Task statement: In the listing below, edit the lines from the one with "Annotation guideline. For every instance of the bush, the" to the one with "Target: bush" by replacing "bush" with "shrub" and changing nothing else. Give back only those lines.

------ Provided entries ------

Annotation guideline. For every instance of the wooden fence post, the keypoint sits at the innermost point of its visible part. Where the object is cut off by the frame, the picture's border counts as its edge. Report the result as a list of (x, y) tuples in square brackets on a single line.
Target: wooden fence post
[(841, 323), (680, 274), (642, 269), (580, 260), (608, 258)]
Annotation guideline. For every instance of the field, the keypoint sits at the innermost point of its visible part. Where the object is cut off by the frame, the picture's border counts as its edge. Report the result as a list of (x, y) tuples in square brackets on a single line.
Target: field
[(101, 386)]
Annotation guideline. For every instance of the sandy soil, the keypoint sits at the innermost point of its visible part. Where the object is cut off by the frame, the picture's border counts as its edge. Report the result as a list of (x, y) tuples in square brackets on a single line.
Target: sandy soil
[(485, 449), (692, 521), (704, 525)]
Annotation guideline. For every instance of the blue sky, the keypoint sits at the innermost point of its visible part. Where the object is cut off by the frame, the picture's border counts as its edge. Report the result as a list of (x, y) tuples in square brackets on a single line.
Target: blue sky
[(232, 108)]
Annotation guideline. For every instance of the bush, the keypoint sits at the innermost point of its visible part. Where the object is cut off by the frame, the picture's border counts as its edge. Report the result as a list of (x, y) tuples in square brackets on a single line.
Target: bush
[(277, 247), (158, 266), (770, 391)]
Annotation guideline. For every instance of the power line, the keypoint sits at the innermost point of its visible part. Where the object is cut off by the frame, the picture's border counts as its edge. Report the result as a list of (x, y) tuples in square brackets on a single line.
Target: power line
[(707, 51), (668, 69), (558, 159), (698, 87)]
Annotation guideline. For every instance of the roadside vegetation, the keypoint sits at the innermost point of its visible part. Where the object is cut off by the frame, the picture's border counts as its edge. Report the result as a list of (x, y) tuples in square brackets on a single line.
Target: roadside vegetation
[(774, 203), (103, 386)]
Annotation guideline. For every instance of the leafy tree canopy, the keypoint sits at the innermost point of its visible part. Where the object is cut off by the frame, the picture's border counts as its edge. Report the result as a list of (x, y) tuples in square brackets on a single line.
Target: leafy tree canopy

------

Answer for this exercise:
Annotation guideline. For every instance of the shrub, the keypoint sits at the innermost point of its visible part. Where the object is cut off by the frame, the picture's border counts as its edge. Report the result as a list of (x, y) tuples in square brackets on a single line.
Target: shrub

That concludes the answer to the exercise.